_SUPPLIED ENTRIES_.
__________
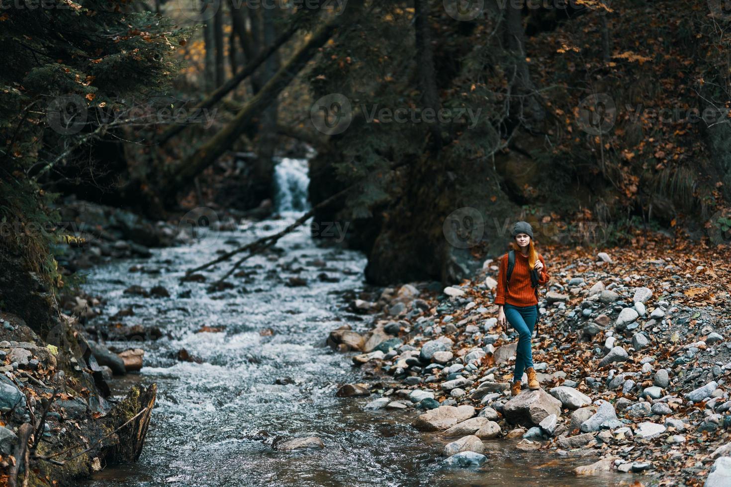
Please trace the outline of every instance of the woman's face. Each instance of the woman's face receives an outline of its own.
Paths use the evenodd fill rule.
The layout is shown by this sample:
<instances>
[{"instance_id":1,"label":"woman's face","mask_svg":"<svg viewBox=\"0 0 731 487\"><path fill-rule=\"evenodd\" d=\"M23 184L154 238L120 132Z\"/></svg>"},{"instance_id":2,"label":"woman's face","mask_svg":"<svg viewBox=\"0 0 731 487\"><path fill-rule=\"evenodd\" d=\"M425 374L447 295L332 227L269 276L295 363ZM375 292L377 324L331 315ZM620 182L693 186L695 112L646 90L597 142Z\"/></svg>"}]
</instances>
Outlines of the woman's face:
<instances>
[{"instance_id":1,"label":"woman's face","mask_svg":"<svg viewBox=\"0 0 731 487\"><path fill-rule=\"evenodd\" d=\"M520 247L526 247L531 242L531 237L528 234L518 234L515 235L515 243Z\"/></svg>"}]
</instances>

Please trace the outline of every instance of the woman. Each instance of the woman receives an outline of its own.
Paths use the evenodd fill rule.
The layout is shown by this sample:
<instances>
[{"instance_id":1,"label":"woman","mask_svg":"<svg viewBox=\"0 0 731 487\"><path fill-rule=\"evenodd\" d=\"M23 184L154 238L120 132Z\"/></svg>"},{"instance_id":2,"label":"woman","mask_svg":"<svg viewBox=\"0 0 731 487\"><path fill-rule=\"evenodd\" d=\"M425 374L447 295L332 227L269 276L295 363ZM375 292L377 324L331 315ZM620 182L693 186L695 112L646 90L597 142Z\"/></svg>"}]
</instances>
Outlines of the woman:
<instances>
[{"instance_id":1,"label":"woman","mask_svg":"<svg viewBox=\"0 0 731 487\"><path fill-rule=\"evenodd\" d=\"M518 330L520 337L515 352L515 369L513 372L512 385L510 393L517 396L520 392L520 381L525 370L528 375L528 387L537 389L540 387L536 378L536 371L533 368L533 352L531 350L531 337L533 328L538 318L538 299L536 290L531 285L531 272L537 275L537 285L548 282L543 257L538 255L533 245L533 228L525 221L519 221L512 226L512 236L515 242L510 246L515 253L515 264L510 275L510 281L507 282L508 269L508 254L500 261L500 272L498 275L498 291L495 303L498 310L498 323L505 326L506 319ZM507 331L507 327L506 327Z\"/></svg>"}]
</instances>

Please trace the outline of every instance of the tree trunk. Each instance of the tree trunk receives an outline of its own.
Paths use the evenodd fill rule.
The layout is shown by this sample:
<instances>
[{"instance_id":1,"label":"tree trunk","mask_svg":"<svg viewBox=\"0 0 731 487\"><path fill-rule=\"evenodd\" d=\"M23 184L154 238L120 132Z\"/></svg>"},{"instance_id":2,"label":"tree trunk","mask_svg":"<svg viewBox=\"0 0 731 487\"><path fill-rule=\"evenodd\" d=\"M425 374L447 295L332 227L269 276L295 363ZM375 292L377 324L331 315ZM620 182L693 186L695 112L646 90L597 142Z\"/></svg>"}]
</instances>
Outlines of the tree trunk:
<instances>
[{"instance_id":1,"label":"tree trunk","mask_svg":"<svg viewBox=\"0 0 731 487\"><path fill-rule=\"evenodd\" d=\"M526 60L526 34L523 28L523 17L519 7L513 2L506 4L506 34L507 37L508 52L515 56L515 66L517 74L518 88L520 95L525 99L525 104L520 107L518 118L522 120L541 120L545 118L545 113L536 96L538 92L531 80L531 74L528 69L528 61ZM524 110L528 109L528 113ZM527 116L526 116L527 115Z\"/></svg>"},{"instance_id":2,"label":"tree trunk","mask_svg":"<svg viewBox=\"0 0 731 487\"><path fill-rule=\"evenodd\" d=\"M362 5L361 2L359 3ZM354 13L359 11L360 8L355 7L349 8L346 13L322 28L285 66L276 72L276 74L246 104L232 120L178 167L172 170L170 174L173 175L170 180L164 183L162 194L165 199L172 199L178 191L189 184L194 177L212 164L219 156L227 150L251 123L252 119L276 99L281 91L305 67L308 61L319 52L319 48L330 38L336 28L341 24L346 25L349 20L352 21Z\"/></svg>"},{"instance_id":3,"label":"tree trunk","mask_svg":"<svg viewBox=\"0 0 731 487\"><path fill-rule=\"evenodd\" d=\"M213 17L213 40L216 45L216 88L219 88L226 80L226 70L224 65L224 12L222 8L219 8Z\"/></svg>"},{"instance_id":4,"label":"tree trunk","mask_svg":"<svg viewBox=\"0 0 731 487\"><path fill-rule=\"evenodd\" d=\"M428 0L414 0L414 28L416 34L417 66L424 108L436 113L439 110L439 95L436 90L436 73L429 32L429 4ZM432 144L436 150L442 149L442 130L439 122L428 124Z\"/></svg>"},{"instance_id":5,"label":"tree trunk","mask_svg":"<svg viewBox=\"0 0 731 487\"><path fill-rule=\"evenodd\" d=\"M203 4L204 6L205 4ZM203 26L203 45L205 49L203 69L203 87L206 92L215 88L216 80L216 39L213 36L213 22L208 20Z\"/></svg>"},{"instance_id":6,"label":"tree trunk","mask_svg":"<svg viewBox=\"0 0 731 487\"><path fill-rule=\"evenodd\" d=\"M216 103L223 99L224 96L238 86L242 81L251 76L257 68L261 66L270 55L276 53L283 44L289 40L295 33L299 30L300 23L298 20L300 18L298 18L298 20L293 21L290 26L287 28L287 31L283 32L281 35L277 37L273 44L263 50L254 58L250 59L247 58L248 63L241 71L224 83L217 90L208 95L205 99L194 107L192 109L191 112L195 113L199 110L213 107ZM178 134L181 133L187 126L188 125L185 123L171 124L170 128L168 128L160 135L159 137L158 137L157 143L164 144L168 140L178 135Z\"/></svg>"}]
</instances>

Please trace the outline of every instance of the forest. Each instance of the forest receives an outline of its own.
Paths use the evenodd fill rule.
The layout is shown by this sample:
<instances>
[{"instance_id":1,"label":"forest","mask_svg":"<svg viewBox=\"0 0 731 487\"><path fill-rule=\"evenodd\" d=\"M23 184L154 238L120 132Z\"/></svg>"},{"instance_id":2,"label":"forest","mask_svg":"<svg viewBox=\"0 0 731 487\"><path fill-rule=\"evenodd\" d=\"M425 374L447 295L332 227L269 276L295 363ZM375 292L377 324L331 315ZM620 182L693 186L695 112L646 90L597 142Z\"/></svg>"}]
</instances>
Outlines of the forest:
__________
_PROBLEM DESCRIPTION_.
List each line in the entries above that contains the word "Outlines". Copy every such line in full.

_EXERCISE ANSWER_.
Outlines of the woman's face:
Outlines of the woman:
Outlines of the tree trunk:
Outlines of the forest:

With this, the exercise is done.